[Texte fourni]:
************
Vous vous attendiez à être éliminée à l’issue de votre lip sync ?

Je crois qu’on ne s’y attend jamais. Ou on ne l’espère pas en tout cas. Pendant la performance, on essaye de tout donner. En plus, la semaine d’avant, mon lip sync m’avait permis de rester dans l’aventure. Donc je me suis dit que cela pouvait peut-être marcher une deuxième fois. Bon, ça n’a pas été le cas…

Qu’avez-vous ressenti en entendant prononcer votre nom ?

Je n’étais pas triste. J’étais assez fière de moi, du parcours que j’avais fait jusque-là. De toute façon, c’est une compétition et on sait que chaque semaine il y a une élimination donc, là, c’était moi. J’étais vraiment contente de ce que j’avais fait. Déjà c’était hyperimportant pour moi d’avoir été prise dans l’émission. Et j’ai quand même tenu jusqu’au 5e épisode. Sur 8, c’est pas mal !

Pensiez-vous aller jusque-là dans la compétition ?
************
[Consigne 1]:
Recopiez toutes les phrases que l'intervieweur adresse à la candidate dans l'entretien.
[Consigne 2]:
Poursuivez l'entretien avec la candidate éliminée à partir de l'endroit où il s'arrête.
Les entrées qui suivent n'ont aucun rapport avec l'entretien.

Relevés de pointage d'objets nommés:
************
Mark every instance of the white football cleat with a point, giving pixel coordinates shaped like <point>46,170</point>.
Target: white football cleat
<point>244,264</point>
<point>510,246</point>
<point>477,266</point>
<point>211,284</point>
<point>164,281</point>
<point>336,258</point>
************
[Réponse attendue 1]:
Vous vous attendiez à être éliminée à l'issue de votre lip sync ?
Qu'avez-vous ressenti en entendant prononcer votre nom ?
Pensiez-vous aller jusque-là dans la compétition ?

[Réponse attendue 2]:
Je l’espérais. Dès les premiers épisodes, je me suis rendu compte que le niveau était très élevé. J’ai compris qu’il allait falloir se battre pour rester.

Le lip sync s’est joué sur Dernier jour du disco, face à son interprète, Juliette Armanet. C’était une pression supplémentaire pour vous ?

Ça m’a mis une énorme pression parce que ma drag mother est une fan de Juliette Armanet, elle performe sur ses chansons depuis le premier album. Je me suis dit que je ne pouvais pas la décevoir. Par contre, la présence de Juliette ne m’a pas mis la pression car elle a été d’une telle bienveillance. Elle nous a dit qu’elle avait de la chance de voir des gens qui performent sur sa chanson. Ça fait du bien à entendre.

Vous avez fait Drag Race France pour prouver qu’on pouvait être drag-queen, avoir plus de 40 ans, faire plus d’une taille 42, sans être cantonnée à la comédie. Mission accomplie ?

Oui mais cela le sera encore plus par la suite. J’ai vraiment envie d’aller casser les codes, d’amener quelque chose de différent dans le milieu du drag. Là, je l’ai fait à la télé, et j’espère que cela va continuer dans tout ce qui va se passer par la suite afin de montrer que oui, on peut avoir plus de 40 ans, faire plus de 100 kg et être une super drag-queen.

Avez-vous eu des retours à ce sujet ?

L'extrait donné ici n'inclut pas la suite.